[begin Reading passage]

OmniCloudMask • vrtility

One of the most powerful features the VRT format is the ability to run any python code on a raster dataset, on the fly, using python pixel functions. The range of possible for this is massive and vrtility only scratches the surface of what is possible here.

In this vignette, we demonstrate how to use the OmniCloudMask model to generate a cloud mask for Sentinel-2 imagery.

OmniCloudMask is a Python library for state-of-the-art cloud and cloud shadow segmentation in high to moderate resolution satellite imagery. By providing only the red, green, and near-infrared bands, the model produces a cloud mask using a pre-trained convolutional neural network (CNN).

The vrtility package makes it easy to integrate OmniCloudMask cloud masking directly into a VRT file. This approach yields significantly better results than standard masking products included with Sentinel-2 L2A or Landsat imagery.

In this example, we focus on the Zurich area and test the limits of both the OmniCloudMask and the standard Sentinel-2 scene classsification (SCL) band by including imagery with up to 80% cloud cover.

library(vrtility)
mirai::daemons(6)

bbox <- gdalraster::bbox_from_wkt(
  wkt = "POINT (8.51 47.38)",
  extend_x = 0.1,
  extend_y = 0.06
)

te <- bbox_to_projected(bbox)
trs <- attr(te, "wkt")

[end Reading passage]
[begin Rows]

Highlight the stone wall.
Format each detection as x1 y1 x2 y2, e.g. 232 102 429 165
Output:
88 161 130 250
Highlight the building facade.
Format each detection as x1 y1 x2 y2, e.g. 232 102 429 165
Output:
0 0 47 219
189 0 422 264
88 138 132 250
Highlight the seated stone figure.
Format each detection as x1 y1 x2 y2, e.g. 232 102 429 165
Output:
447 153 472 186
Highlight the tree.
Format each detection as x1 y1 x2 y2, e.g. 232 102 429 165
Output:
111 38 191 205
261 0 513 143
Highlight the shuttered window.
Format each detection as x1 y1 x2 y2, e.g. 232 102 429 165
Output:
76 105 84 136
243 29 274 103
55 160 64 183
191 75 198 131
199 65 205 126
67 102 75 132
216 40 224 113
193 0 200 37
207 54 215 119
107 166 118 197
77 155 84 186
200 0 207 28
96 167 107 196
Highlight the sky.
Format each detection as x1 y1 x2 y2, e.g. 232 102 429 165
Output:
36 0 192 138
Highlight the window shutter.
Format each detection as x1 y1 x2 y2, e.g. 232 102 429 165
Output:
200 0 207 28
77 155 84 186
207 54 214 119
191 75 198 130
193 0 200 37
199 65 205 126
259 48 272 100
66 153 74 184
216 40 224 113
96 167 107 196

[end Rows]

• Short exercise:
Please answer these from the OmniCloudMask vignette above, one line each:
(a) Which three bands does OmniCloudMask need to produce a cloud mask?
(b) What area does the example focus on, and up to what percentage of cloud cover does its imagery include?
(c) What value is given to extend_y in the code?

• Result:
(a) Red, green, and near-infrared.
(b) The Zurich area, with imagery up to 80% cloud cover.
(c) 0.06